Si vous ne savez dire non, lisez ce livre d'Henri Michaux, le champion du non toutes catégories, vous serez vacciné. Et vous aurez à disposition un lot fourni de formules aussi fermes que définitives (et cependant courtoises) propres à décourager les importuns qui s'aviseraient de promouvoir votre oeuvre.

On savait Henri Michaux très indépendant, pour ne pas dire atypique, le choix des 91 lettres qui composent cet ouvrage est fidèle à son image de rebelle irréductible porté sur le secret et l'isolement. HM, c'est ainsi qu'il parle de lui, ne cesse d'aligner et de souligner un NON résolu à tout ce qui lui est demandé : retours en arrière jugés « insupportables », entretiens, photos, biographies, revues, anthologies, rééditions, spécialement en collections de poche ( « Il y a déjà deux mille imbéciles qui me lisent pourquoi y en aurait-il vingt mille ? »), récitals, émissions radiophoniques ou télévisuelles, thèses et autres mémoires, colloques, conférences, illustrations, prix littéraires, cénacles ou académies, en un mot tout ce qui pour lui constitue « le carnaval médiatique » qui entoure une oeuvre. Une petite exception (on appréciera l'humour) pour certaines traductions : « Il ne faut pas que le oui soit tout à fait oublié non plus. » Il ira même jusqu'à refuser sa panthéonisation dans la Pléiade, c'est dire ! Ainsi qu'un prix d'une valeur de plus de 50 000 euros actuels alors qu'il déclarait « un revenu fort modeste ». Il affiche la même intransigeance pour son oeuvre picturale, qu'il traite de « petits mimodrames », ou pour la belgitude dans laquelle certains inconscients voudraient l'enfermer. Fichue notoriété ! Devant l'afflux des sollicitations, comment trouver une secrétaire qui sache « de quarante à cinquante façons écrire non » ?

++++++++

- [Tâche assignée]:
Donnez la suite de l'extrait consacré aux refus d'Henri Michaux, en reprenant après sa dernière phrase. Les lignes qui suivent proviennent d'une source distincte de l'extrait.

++++++++

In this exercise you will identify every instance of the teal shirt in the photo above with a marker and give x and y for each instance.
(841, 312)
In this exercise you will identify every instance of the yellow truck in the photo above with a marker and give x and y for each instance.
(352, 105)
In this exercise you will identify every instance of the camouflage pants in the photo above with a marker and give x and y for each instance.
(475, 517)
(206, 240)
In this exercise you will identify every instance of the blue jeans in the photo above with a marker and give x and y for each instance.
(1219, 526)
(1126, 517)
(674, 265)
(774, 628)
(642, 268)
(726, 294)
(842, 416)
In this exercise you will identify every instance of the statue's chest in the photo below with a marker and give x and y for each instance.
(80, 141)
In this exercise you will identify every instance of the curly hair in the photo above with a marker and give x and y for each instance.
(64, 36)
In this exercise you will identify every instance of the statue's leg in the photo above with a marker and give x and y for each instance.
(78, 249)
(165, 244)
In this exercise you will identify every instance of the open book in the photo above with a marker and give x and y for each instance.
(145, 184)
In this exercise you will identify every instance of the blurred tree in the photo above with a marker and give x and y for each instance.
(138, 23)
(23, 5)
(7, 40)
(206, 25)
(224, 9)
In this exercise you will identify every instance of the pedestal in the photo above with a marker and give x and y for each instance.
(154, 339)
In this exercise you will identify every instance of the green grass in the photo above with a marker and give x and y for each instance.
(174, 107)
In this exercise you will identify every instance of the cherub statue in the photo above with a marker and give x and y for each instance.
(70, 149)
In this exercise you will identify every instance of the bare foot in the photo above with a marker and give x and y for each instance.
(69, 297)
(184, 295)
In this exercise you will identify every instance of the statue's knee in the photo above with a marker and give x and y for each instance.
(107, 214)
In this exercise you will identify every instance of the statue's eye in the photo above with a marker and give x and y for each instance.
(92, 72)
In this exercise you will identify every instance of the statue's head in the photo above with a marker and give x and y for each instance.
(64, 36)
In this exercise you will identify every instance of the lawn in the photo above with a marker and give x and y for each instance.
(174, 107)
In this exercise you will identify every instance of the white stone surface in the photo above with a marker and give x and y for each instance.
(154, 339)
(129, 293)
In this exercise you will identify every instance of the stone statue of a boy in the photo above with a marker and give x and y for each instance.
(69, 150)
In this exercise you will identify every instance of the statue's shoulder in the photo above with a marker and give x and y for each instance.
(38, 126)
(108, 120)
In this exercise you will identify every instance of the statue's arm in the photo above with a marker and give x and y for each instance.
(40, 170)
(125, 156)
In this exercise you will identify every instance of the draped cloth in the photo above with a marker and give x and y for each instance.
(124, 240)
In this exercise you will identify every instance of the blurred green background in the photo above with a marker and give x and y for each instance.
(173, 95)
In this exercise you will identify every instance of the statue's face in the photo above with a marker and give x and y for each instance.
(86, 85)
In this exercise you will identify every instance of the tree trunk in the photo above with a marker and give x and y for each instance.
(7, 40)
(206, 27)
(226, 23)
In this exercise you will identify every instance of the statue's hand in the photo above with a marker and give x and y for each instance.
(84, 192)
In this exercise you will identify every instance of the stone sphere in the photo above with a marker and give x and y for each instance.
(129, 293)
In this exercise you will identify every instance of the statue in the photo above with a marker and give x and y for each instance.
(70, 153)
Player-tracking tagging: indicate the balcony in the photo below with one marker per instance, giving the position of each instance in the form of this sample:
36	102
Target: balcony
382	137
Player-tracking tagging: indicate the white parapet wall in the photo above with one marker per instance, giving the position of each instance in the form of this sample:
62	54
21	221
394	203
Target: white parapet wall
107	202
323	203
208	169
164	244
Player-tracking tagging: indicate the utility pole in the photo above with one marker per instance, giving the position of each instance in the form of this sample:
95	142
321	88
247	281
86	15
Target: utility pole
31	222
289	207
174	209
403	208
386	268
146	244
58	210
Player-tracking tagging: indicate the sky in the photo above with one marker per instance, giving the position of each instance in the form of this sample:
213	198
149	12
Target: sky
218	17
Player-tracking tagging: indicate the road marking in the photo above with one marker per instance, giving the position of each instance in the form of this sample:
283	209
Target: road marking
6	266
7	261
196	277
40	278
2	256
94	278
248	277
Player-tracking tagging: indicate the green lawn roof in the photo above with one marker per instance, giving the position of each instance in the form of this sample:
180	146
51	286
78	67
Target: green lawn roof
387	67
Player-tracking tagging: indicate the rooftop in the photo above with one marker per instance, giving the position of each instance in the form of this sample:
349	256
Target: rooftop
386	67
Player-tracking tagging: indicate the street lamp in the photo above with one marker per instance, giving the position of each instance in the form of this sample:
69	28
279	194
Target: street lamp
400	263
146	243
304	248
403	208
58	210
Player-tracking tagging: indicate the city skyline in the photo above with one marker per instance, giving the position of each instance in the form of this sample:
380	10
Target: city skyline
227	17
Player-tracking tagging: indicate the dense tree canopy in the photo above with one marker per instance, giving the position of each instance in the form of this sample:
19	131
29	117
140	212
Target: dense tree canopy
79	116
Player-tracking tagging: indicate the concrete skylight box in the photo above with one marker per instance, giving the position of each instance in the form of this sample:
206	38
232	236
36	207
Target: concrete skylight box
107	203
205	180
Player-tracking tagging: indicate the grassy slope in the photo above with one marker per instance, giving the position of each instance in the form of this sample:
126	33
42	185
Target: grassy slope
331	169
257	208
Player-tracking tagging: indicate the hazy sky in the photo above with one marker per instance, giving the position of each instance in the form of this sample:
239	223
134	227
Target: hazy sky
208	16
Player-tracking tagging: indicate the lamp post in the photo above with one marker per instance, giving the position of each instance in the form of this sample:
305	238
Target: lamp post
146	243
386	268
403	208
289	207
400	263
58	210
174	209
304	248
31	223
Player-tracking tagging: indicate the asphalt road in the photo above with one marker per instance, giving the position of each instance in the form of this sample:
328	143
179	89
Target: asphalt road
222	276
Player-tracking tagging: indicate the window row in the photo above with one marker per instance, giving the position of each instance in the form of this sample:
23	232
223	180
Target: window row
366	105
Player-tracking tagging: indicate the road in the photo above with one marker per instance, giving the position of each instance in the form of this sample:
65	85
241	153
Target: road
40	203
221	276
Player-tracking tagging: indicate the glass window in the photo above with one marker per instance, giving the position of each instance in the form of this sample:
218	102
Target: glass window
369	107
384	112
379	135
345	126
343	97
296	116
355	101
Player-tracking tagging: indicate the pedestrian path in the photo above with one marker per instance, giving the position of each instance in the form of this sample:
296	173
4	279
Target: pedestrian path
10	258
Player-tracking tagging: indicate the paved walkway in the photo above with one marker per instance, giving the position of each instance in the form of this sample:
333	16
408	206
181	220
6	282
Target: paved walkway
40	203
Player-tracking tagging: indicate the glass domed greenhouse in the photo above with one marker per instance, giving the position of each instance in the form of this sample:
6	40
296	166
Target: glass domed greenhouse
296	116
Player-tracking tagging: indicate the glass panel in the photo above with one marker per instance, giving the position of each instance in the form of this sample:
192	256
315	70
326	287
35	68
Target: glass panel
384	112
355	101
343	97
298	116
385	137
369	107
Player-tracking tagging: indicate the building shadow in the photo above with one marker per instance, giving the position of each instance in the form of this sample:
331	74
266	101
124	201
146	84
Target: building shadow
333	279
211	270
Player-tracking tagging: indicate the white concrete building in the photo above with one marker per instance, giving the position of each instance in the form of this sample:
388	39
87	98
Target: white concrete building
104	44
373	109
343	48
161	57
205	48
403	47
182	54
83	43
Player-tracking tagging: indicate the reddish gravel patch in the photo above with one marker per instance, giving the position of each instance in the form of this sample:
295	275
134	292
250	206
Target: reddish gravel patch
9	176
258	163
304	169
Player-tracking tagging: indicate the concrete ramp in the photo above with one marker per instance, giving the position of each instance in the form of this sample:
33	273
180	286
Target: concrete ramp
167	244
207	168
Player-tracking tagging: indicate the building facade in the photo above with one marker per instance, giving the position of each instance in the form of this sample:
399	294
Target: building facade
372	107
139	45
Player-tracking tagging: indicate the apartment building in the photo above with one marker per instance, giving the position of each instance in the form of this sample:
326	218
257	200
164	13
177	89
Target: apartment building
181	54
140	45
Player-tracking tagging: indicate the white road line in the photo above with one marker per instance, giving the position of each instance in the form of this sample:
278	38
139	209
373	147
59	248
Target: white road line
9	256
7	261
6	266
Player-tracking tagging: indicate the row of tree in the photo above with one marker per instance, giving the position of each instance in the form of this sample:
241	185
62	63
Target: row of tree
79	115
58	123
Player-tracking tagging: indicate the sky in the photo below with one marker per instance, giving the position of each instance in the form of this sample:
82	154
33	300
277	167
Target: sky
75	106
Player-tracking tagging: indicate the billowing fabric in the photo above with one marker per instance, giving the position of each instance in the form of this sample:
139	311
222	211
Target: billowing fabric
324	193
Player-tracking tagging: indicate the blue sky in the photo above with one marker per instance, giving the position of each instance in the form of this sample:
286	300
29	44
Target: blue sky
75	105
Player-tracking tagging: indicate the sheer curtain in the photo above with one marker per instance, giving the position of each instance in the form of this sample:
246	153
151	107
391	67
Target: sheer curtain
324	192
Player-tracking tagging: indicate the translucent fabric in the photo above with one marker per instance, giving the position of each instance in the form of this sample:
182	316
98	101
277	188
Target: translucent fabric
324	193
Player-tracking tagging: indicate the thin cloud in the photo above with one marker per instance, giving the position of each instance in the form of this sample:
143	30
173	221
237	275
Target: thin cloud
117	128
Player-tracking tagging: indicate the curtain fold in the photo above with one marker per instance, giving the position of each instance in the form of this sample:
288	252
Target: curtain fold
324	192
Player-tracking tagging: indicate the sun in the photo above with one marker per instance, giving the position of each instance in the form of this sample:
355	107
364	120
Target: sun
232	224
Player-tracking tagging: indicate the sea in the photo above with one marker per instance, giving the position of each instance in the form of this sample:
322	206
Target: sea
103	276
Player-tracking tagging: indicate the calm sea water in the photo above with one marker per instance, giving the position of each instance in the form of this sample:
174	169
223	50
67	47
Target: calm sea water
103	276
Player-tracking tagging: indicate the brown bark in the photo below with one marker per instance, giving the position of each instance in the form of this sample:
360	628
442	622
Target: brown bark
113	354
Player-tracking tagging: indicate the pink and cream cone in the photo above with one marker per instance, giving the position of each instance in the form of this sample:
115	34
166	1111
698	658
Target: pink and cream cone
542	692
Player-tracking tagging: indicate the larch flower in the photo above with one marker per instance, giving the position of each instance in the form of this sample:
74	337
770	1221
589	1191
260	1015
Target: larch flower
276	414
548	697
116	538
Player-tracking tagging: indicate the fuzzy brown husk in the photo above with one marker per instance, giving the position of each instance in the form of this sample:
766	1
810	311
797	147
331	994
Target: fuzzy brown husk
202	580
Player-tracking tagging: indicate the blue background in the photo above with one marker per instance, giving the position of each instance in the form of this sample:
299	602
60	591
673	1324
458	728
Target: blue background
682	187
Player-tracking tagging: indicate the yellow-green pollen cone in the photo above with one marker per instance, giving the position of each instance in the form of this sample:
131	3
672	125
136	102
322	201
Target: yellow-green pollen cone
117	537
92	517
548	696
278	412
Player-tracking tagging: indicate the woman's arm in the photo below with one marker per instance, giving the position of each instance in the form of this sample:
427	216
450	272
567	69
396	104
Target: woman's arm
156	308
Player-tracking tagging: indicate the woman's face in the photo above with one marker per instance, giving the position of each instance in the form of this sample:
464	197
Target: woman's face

++++++++

- [Zone de réponse]:
Une philosophie du non

Ce n'est chez Michaux ni une fausse modestie ni une coquetterie de star. L'écrivain fuit tout enfermement, tout carcan qui fige les choses. Il craint sans cesse d'être étouffé, embrigadé dans un système. Ni « honneurs publics, ni largesses pécuniaires », il désire farouchement se tenir éloigné de toute gloire médiatique, de toute consécration officielle. Il envisage son oeuvre comme un parcours, un mouvement, lui, HM, « passant au travers », et donc n'éprouve que dégoût pour toute forme de reconnaissance, de distinction sclérosante : « elle ferait de moi définitivement un professionnel au lieu de l'amateur que je préfère être et demeurer. » Son oeuvre de silence et de recueillement se suffit à elle-même, voyage dans « l'espace du dedans » et non soumission à un tourbillon extérieur aussi vain que délétère. « La distance est nécessaire à mes écrits », affirme-t-il. Si on n'accepte pas son choix, c'est qu'on ne comprend pas son oeuvre.
On ne s'ennuie pas un seul instant à lire cette litanie de refus tant les lettres sont savoureuses et drôles. On s'amuse de la constance des demandes, de la persévérance des solliciteurs et de l'invariabilité des réponses. Les admirateurs en sont pour leurs frais, quels que soient leurs noms, leurs états de service ou recommandations. Les mots de Michaux sont forts, inlassablement répétés, parfois cinglants. À l'issue de l'ouvrage, on reste admiratif devant une telle exigence qui ne sut déroger à ses principes. « Je signe mes écrits. Je ne peux signer ce que d'autres ont rédigé. Je ne peux rédiger des écrits que d'autres avec moi signeraient. » Dont acte.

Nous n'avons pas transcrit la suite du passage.